### TASK TO COMPLETE:
Continue the passage on the legal challenge to Aadhaar and the right to privacy, picking up after its final sentence.

In 2015, Rohatgi, while defending the executive order on Aadhaar, had argued that privacy, which till then was believed to be a fundamental right, was, in fact, not one. The court was hearing a batch of petitions filed in 2012 to invalidate Aadhaar on the ground that the framework to create the database under it invaded a citizen’s privacy.
Rohatgi’s stand pushed the bench to first rule on privacy. The hearing on 21 petitions was abruptly stopped and more than 700 days later, in August 2017, the top court unanimously ruled that privacy is a fundamental right in India.
However, by the time the court took up the original challenges to Aadhaar, Rohatgi had stepped down as AG and Venugopal successfully defended the scheme on behalf of the Modi government.

### DATA RECORDS:
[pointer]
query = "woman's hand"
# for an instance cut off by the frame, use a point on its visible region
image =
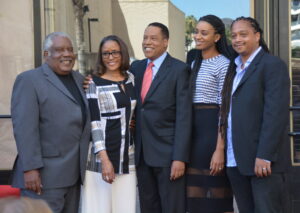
(108, 173)
(86, 82)
(217, 162)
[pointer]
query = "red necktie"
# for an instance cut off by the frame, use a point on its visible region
(147, 81)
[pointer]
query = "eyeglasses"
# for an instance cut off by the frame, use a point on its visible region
(114, 54)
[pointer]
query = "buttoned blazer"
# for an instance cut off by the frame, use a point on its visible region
(163, 121)
(48, 128)
(260, 114)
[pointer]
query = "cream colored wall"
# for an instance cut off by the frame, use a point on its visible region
(101, 9)
(16, 55)
(177, 32)
(131, 17)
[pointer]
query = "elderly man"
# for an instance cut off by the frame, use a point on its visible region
(51, 126)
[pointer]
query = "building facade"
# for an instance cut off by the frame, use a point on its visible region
(25, 24)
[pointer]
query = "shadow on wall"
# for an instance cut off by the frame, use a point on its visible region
(120, 26)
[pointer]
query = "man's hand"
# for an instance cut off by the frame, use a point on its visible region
(108, 173)
(32, 181)
(177, 169)
(86, 82)
(262, 168)
(217, 162)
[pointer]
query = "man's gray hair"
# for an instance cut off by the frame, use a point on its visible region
(48, 42)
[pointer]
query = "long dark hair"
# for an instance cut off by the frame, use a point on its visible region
(221, 44)
(100, 68)
(227, 87)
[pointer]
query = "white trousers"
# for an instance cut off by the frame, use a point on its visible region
(98, 196)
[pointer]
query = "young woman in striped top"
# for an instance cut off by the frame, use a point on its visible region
(208, 189)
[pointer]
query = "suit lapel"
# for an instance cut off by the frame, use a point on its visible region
(252, 68)
(140, 75)
(54, 80)
(160, 75)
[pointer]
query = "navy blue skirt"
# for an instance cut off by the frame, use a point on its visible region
(205, 193)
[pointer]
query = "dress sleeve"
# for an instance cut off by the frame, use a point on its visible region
(221, 78)
(98, 125)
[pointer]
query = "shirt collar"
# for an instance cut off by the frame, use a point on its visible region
(157, 62)
(238, 60)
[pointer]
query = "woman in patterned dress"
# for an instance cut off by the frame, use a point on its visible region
(110, 182)
(208, 188)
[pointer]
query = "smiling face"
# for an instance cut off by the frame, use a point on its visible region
(205, 36)
(154, 43)
(60, 56)
(111, 56)
(244, 38)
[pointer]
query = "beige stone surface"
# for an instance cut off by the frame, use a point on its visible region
(16, 55)
(130, 18)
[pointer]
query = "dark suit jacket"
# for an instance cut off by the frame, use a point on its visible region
(48, 128)
(163, 121)
(260, 114)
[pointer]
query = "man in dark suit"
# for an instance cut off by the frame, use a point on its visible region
(163, 124)
(51, 127)
(256, 126)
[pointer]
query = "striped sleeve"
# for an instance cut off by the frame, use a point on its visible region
(221, 78)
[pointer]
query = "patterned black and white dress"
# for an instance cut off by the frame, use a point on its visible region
(111, 112)
(112, 105)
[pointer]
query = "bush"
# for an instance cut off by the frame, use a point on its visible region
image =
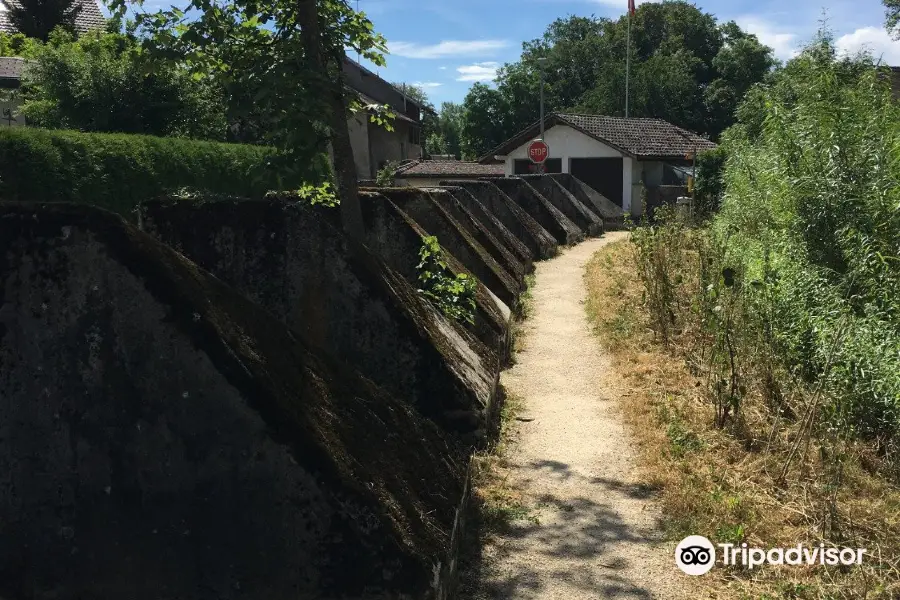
(105, 82)
(118, 171)
(796, 284)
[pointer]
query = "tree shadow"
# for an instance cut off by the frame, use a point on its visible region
(580, 544)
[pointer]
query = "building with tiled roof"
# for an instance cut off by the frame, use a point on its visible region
(88, 18)
(374, 146)
(625, 159)
(428, 173)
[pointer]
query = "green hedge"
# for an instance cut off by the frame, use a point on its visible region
(118, 171)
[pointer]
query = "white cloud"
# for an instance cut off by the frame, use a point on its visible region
(623, 4)
(483, 71)
(784, 43)
(446, 48)
(871, 39)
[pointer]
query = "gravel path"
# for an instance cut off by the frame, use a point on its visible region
(595, 535)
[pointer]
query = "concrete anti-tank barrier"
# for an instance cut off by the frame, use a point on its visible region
(165, 437)
(396, 238)
(455, 239)
(446, 197)
(492, 224)
(551, 218)
(514, 217)
(567, 203)
(612, 214)
(289, 259)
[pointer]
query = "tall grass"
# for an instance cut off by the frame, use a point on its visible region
(786, 304)
(796, 281)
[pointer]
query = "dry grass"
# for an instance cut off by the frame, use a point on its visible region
(724, 483)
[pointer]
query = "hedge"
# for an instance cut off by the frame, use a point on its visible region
(118, 171)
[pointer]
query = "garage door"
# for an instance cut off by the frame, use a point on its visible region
(602, 174)
(526, 167)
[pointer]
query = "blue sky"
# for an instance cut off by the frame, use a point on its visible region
(446, 45)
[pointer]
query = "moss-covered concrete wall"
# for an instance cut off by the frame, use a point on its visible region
(610, 213)
(455, 239)
(165, 437)
(568, 204)
(287, 257)
(396, 239)
(515, 218)
(492, 224)
(551, 218)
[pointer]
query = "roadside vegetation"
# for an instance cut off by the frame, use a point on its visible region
(760, 349)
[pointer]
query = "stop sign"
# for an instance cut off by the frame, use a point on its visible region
(538, 151)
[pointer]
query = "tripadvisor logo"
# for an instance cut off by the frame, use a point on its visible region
(696, 555)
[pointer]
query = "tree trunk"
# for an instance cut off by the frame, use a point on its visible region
(317, 60)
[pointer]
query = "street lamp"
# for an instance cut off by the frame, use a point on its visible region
(541, 62)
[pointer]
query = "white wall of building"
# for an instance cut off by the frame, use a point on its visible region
(9, 110)
(567, 143)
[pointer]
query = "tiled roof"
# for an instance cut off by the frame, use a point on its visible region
(11, 68)
(89, 18)
(639, 138)
(448, 168)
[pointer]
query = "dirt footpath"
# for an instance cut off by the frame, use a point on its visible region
(594, 532)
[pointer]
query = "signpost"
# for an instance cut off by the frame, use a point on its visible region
(538, 152)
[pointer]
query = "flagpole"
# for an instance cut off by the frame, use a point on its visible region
(628, 65)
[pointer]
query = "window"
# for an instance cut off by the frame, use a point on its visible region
(414, 133)
(524, 166)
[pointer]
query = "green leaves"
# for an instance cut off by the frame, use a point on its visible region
(453, 295)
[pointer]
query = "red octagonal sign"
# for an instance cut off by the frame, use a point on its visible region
(538, 151)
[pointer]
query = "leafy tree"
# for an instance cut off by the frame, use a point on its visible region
(449, 127)
(104, 82)
(280, 63)
(483, 120)
(18, 44)
(686, 68)
(892, 16)
(37, 18)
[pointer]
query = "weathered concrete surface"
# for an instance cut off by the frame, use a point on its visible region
(612, 215)
(289, 259)
(162, 436)
(455, 239)
(396, 238)
(481, 213)
(568, 204)
(475, 228)
(551, 218)
(514, 217)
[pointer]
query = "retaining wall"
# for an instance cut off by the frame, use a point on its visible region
(551, 218)
(165, 437)
(289, 259)
(522, 225)
(434, 218)
(612, 214)
(568, 204)
(396, 239)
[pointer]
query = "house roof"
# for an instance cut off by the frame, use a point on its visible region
(637, 138)
(88, 18)
(448, 168)
(11, 67)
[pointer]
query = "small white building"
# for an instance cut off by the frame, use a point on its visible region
(621, 158)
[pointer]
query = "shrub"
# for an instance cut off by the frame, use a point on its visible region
(118, 171)
(453, 295)
(105, 82)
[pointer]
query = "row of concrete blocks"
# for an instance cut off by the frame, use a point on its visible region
(245, 403)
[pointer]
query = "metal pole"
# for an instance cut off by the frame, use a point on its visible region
(542, 104)
(628, 66)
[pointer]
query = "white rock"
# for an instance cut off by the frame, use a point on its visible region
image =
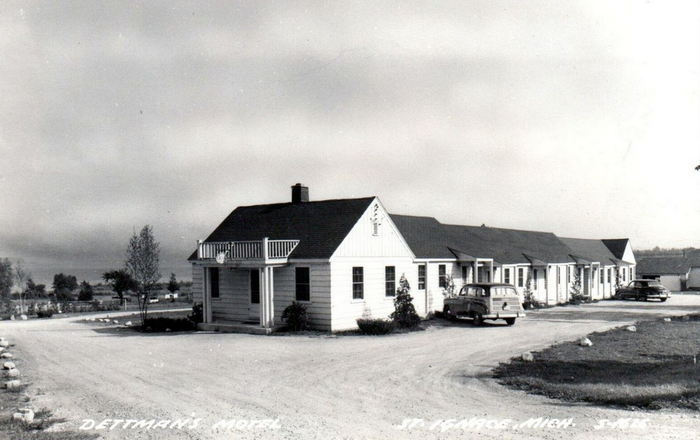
(25, 415)
(12, 384)
(585, 342)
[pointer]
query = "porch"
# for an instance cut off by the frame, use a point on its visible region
(238, 283)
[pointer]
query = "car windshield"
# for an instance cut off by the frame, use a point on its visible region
(502, 291)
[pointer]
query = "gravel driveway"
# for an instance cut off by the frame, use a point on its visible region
(320, 386)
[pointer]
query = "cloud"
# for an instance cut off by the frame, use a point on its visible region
(541, 115)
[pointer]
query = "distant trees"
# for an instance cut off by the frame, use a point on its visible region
(121, 282)
(34, 290)
(86, 293)
(142, 260)
(63, 286)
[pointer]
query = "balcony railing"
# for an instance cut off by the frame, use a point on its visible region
(264, 250)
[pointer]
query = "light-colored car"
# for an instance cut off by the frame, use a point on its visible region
(482, 301)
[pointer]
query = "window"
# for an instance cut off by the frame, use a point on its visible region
(303, 289)
(214, 281)
(389, 281)
(521, 281)
(254, 286)
(358, 290)
(421, 277)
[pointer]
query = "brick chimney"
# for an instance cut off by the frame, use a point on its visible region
(300, 193)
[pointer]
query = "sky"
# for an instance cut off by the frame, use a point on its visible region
(578, 117)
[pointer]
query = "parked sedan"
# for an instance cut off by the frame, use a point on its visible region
(483, 301)
(642, 290)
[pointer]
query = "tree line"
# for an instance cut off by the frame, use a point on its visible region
(139, 275)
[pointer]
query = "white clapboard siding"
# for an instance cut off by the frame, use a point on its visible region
(318, 308)
(345, 310)
(197, 284)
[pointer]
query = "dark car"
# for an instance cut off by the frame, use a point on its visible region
(483, 301)
(642, 290)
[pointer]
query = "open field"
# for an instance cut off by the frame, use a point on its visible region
(320, 386)
(654, 367)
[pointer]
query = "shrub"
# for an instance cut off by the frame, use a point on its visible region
(161, 324)
(296, 317)
(197, 315)
(375, 326)
(404, 313)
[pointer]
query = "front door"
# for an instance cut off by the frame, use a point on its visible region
(254, 295)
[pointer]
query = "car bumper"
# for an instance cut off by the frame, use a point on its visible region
(503, 315)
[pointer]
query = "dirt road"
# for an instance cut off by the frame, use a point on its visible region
(319, 386)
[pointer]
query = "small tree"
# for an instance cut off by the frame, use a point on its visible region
(142, 256)
(173, 286)
(529, 300)
(86, 293)
(404, 313)
(20, 275)
(6, 277)
(121, 282)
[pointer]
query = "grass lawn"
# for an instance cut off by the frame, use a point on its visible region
(654, 367)
(11, 401)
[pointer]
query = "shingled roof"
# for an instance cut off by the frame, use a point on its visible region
(663, 265)
(617, 246)
(590, 249)
(320, 226)
(428, 238)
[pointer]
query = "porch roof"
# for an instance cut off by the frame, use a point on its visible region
(319, 226)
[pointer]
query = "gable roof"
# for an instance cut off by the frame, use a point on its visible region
(319, 226)
(617, 246)
(428, 238)
(589, 249)
(664, 265)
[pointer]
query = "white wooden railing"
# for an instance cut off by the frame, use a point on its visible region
(246, 250)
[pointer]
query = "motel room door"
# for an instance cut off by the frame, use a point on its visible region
(254, 295)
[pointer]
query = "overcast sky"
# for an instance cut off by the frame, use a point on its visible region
(580, 118)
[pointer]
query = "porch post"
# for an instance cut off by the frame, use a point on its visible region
(206, 300)
(267, 311)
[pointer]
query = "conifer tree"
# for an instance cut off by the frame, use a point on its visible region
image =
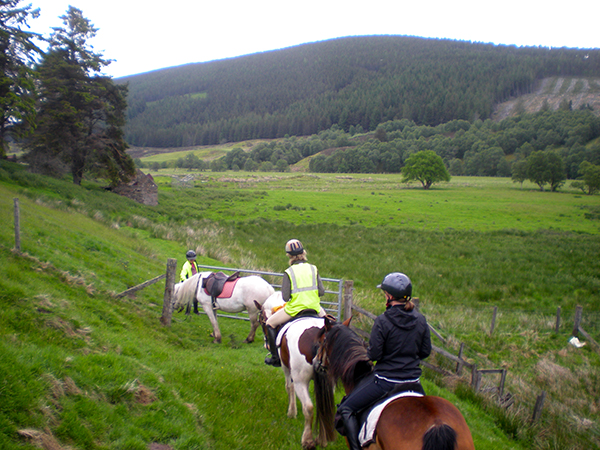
(81, 112)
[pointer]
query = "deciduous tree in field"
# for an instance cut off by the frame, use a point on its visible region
(546, 167)
(426, 167)
(590, 178)
(81, 112)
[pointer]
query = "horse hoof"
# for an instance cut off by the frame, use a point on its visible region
(309, 445)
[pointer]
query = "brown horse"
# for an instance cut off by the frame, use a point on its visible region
(407, 423)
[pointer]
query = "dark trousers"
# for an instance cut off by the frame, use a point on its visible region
(372, 389)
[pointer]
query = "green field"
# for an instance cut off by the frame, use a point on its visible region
(94, 371)
(466, 203)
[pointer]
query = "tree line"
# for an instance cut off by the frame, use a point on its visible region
(55, 104)
(547, 148)
(349, 82)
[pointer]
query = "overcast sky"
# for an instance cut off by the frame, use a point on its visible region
(141, 36)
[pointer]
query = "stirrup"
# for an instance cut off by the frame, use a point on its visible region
(273, 361)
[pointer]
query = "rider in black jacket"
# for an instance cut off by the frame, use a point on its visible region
(399, 340)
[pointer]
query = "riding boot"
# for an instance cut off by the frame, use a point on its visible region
(272, 360)
(351, 427)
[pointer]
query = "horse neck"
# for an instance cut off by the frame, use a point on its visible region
(348, 357)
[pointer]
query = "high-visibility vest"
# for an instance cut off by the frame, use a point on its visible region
(187, 271)
(304, 289)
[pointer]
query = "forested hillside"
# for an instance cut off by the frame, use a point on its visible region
(355, 82)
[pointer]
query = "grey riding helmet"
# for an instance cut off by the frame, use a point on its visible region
(397, 284)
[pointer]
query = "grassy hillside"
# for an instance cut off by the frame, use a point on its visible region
(82, 369)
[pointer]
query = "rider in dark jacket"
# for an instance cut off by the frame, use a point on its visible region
(400, 339)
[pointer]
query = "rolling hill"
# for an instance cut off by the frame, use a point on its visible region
(354, 82)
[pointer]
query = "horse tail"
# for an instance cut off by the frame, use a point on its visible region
(324, 399)
(440, 437)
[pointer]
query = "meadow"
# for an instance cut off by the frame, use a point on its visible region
(94, 371)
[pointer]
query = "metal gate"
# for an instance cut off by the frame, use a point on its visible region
(331, 301)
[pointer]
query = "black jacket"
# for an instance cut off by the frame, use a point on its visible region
(399, 340)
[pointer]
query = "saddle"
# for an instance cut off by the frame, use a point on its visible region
(215, 283)
(367, 418)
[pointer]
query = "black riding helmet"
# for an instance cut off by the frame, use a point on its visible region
(397, 284)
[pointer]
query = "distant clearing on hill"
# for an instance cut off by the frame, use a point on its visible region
(551, 93)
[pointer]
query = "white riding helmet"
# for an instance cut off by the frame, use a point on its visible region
(294, 247)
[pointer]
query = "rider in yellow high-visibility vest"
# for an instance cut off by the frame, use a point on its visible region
(301, 288)
(190, 267)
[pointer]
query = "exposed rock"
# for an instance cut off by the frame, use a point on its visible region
(142, 189)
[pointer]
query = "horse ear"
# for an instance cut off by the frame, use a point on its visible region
(329, 322)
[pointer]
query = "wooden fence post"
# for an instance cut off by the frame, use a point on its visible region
(578, 311)
(493, 320)
(474, 378)
(537, 409)
(17, 225)
(348, 287)
(460, 352)
(501, 387)
(169, 283)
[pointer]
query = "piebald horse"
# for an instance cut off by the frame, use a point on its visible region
(248, 291)
(407, 423)
(297, 349)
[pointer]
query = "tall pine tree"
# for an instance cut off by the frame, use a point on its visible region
(81, 112)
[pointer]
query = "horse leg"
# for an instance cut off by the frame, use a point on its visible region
(289, 388)
(253, 327)
(301, 389)
(207, 307)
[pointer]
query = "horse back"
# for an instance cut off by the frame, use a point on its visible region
(408, 420)
(298, 342)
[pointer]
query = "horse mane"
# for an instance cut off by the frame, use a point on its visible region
(348, 360)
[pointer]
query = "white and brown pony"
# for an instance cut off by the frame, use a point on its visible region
(296, 346)
(243, 295)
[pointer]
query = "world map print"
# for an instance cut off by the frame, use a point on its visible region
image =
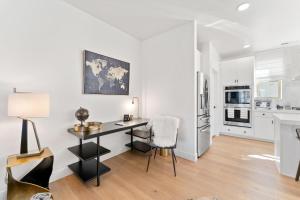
(105, 75)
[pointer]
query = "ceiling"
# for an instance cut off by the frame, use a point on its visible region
(265, 25)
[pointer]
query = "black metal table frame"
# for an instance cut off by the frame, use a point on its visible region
(124, 128)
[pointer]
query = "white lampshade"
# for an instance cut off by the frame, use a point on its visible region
(28, 105)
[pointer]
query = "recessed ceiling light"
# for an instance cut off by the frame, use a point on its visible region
(284, 43)
(246, 46)
(243, 7)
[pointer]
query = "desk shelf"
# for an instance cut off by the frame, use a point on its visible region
(140, 146)
(88, 151)
(140, 134)
(87, 170)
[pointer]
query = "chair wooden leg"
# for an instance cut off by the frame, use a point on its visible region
(173, 154)
(173, 160)
(155, 152)
(298, 173)
(149, 158)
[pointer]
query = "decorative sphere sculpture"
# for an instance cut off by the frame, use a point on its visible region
(82, 114)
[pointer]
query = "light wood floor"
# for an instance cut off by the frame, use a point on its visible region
(232, 169)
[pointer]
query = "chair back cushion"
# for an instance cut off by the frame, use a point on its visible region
(165, 130)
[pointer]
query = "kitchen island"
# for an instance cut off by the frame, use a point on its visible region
(286, 144)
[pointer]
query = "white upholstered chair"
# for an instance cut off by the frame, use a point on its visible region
(165, 131)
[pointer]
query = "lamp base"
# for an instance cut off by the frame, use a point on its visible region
(31, 154)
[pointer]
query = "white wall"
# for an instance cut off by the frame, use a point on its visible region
(281, 64)
(169, 81)
(41, 51)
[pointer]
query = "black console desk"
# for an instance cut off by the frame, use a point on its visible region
(88, 167)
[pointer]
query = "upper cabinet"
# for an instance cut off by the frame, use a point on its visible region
(237, 71)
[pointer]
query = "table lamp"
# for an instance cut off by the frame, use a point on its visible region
(25, 106)
(138, 106)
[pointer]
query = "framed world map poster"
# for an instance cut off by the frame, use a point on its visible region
(105, 75)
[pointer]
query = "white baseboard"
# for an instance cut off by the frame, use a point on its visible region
(65, 171)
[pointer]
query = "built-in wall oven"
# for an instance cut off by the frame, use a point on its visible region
(237, 106)
(238, 96)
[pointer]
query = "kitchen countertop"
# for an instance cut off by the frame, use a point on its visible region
(277, 111)
(288, 118)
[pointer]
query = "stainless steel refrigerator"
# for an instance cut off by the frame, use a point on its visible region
(203, 117)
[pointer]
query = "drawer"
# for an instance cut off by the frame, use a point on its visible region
(263, 114)
(238, 130)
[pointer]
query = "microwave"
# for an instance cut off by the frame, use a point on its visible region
(237, 96)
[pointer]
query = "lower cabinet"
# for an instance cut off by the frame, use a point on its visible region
(264, 128)
(238, 131)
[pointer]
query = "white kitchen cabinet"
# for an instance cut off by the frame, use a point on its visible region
(264, 126)
(237, 131)
(238, 71)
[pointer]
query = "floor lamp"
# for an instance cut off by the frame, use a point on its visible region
(26, 106)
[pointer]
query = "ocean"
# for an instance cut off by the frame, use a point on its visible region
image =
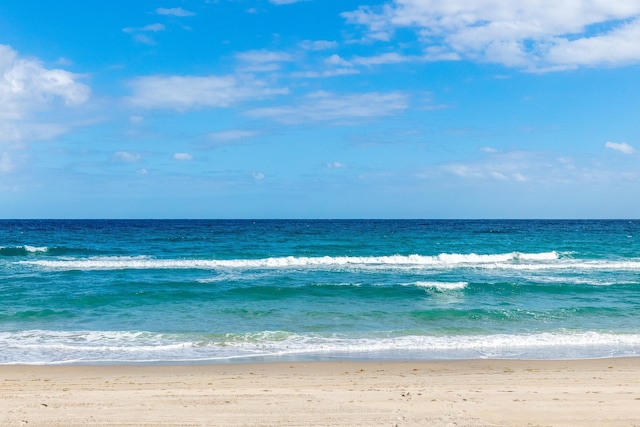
(228, 291)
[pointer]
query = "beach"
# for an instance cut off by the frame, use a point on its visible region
(599, 392)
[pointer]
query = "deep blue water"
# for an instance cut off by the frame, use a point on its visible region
(132, 291)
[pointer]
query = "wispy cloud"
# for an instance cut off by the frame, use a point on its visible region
(126, 157)
(231, 135)
(279, 2)
(182, 156)
(263, 60)
(318, 44)
(325, 106)
(183, 93)
(140, 33)
(27, 89)
(537, 36)
(174, 11)
(622, 147)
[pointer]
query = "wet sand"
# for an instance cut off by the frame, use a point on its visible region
(603, 392)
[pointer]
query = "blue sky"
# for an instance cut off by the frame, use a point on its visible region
(319, 109)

### REPLY TO THE TASK:
After he relinquished the AG’s office, Rohatgi appeared for lead petitioner Navtej Singh Johar in 2018 challenging Section 377 of Indian Penal Code (that criminalises consensual gay sex).
He opened the arguments in the matter and urged the Constitution bench not to restrict the hearing to decriminalisation of the Victorian-era penal law, but to enlarge the scope of petitions and determine the rights of the LGBTQ community members in terms of Article 21 (right to liberty) of the Constitution. However, the court declined to entertain this plea.
Rohatgi was nominated in 2018 as the Maharashtra government’s lead counsel in the judge B. H. Loya case in which the state — then led by the BJP — was given the clean chit. He once again defended Maharashtra on the Maratha quota law when its constitutional validity was challenged, and has appeared for Tamil Nadu, Karnataka and Chhattisgarh as well.
From journalists and politicians to industrialists and state governments, Rohatgi has successfully argued cases for all.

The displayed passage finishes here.